#### Written problem
Retype exactly the lines from the line with "at the spectator" to the end of the data, keeping both boundary lines.

#### Position annotation records
▬▬▬▬▬▬▬▬▬▬
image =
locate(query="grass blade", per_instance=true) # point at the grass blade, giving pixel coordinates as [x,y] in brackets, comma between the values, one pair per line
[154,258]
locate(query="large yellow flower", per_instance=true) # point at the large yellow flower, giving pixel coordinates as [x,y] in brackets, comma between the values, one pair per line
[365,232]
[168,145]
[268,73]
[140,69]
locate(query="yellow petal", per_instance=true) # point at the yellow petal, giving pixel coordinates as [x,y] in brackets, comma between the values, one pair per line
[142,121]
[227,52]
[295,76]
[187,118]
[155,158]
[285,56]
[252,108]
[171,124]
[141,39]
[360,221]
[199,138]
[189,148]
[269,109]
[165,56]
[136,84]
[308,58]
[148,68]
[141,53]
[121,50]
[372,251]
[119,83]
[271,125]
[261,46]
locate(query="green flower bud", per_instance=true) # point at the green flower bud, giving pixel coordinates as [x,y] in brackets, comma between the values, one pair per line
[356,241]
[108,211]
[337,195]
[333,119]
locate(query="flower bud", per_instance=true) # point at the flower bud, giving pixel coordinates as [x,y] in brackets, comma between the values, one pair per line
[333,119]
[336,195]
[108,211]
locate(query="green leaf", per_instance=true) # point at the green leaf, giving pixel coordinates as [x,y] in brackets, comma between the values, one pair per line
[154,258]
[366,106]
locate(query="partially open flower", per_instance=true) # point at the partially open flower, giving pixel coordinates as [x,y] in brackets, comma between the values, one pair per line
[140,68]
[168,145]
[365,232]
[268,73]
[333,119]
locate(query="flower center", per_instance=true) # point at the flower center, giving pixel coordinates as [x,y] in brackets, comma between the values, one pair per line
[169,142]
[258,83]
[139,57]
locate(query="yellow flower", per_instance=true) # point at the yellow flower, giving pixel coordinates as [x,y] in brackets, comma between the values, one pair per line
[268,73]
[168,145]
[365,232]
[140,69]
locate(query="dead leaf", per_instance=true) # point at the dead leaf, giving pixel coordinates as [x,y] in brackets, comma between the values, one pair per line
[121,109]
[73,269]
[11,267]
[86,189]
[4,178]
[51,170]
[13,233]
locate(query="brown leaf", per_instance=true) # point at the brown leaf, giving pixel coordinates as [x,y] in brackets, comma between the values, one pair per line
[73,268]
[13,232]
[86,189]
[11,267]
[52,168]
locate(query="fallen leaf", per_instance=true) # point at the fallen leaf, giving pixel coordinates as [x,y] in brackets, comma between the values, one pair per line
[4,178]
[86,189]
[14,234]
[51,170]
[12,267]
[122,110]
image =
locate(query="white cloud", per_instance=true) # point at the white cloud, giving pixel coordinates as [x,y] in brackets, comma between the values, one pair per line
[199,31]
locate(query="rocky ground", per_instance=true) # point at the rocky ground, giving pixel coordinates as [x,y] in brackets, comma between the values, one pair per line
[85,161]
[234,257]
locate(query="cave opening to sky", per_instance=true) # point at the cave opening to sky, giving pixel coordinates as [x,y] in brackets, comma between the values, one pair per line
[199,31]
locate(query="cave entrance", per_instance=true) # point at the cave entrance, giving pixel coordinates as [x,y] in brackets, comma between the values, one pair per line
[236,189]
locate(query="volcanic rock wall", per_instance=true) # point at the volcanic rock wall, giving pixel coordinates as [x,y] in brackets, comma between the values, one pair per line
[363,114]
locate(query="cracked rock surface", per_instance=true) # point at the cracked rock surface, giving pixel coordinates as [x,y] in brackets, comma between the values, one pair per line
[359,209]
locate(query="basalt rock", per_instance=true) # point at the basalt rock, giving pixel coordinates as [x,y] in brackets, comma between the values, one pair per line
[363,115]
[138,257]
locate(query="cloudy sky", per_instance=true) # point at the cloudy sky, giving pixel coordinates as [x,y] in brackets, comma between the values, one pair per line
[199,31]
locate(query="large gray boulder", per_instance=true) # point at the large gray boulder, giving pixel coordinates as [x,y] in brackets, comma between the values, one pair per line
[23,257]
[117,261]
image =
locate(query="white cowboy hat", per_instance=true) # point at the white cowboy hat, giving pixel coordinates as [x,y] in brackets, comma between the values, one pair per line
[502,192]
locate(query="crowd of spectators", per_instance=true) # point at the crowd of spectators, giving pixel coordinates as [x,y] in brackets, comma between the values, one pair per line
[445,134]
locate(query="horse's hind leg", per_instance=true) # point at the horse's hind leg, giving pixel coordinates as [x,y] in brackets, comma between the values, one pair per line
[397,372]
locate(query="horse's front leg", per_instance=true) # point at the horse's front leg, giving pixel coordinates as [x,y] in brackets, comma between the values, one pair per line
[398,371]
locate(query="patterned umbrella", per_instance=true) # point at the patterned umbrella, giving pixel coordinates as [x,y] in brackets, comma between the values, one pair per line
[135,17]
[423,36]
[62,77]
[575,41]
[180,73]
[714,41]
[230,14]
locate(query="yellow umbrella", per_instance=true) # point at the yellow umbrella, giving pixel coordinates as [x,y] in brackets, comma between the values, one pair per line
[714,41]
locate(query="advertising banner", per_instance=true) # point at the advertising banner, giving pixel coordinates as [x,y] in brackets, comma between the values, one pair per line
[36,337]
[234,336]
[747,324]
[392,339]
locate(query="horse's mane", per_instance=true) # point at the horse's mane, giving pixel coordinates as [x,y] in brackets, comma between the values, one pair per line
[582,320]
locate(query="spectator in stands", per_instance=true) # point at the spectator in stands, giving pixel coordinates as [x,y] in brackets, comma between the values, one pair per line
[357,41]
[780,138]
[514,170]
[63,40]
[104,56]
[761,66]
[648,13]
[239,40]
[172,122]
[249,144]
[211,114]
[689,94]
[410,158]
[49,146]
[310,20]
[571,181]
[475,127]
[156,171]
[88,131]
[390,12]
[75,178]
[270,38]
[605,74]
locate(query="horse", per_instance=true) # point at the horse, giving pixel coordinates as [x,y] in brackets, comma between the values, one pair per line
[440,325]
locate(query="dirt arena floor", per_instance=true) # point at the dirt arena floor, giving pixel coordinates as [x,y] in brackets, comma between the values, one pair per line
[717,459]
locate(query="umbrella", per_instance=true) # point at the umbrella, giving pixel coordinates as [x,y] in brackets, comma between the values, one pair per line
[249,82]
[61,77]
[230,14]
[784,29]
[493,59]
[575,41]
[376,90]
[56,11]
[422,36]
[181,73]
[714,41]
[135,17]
▬▬▬▬▬▬▬▬▬▬
#### Solution for this exercise
locate(query="spectator in stands", per_instance=true) # point at the spectator in stands, giving pixel coordinates as [x,y] in brackets, comma between the values, one pair per line
[357,41]
[780,138]
[514,170]
[63,40]
[104,56]
[761,66]
[648,13]
[239,40]
[172,122]
[249,144]
[211,114]
[689,94]
[410,158]
[49,146]
[310,20]
[571,181]
[475,127]
[156,171]
[88,131]
[390,12]
[75,178]
[270,38]
[605,74]
locate(query="horse", per_instance=true) # point at the horse, giving pixel coordinates as [x,y] in brackets, comma between the values, one pair per line
[440,325]
locate(query="dirt arena floor", per_instance=true) # point at the dirt arena floor, giving pixel coordinates as [x,y] in brackets, comma between the values, one pair per line
[717,459]
locate(query="umbrella", per_instance=true) # point at the umbrella, giving pixel coordinates as [x,y] in brackets, comma between the values, one pair per line
[249,82]
[61,77]
[230,14]
[784,29]
[493,59]
[575,41]
[376,90]
[56,11]
[422,36]
[181,73]
[714,41]
[135,17]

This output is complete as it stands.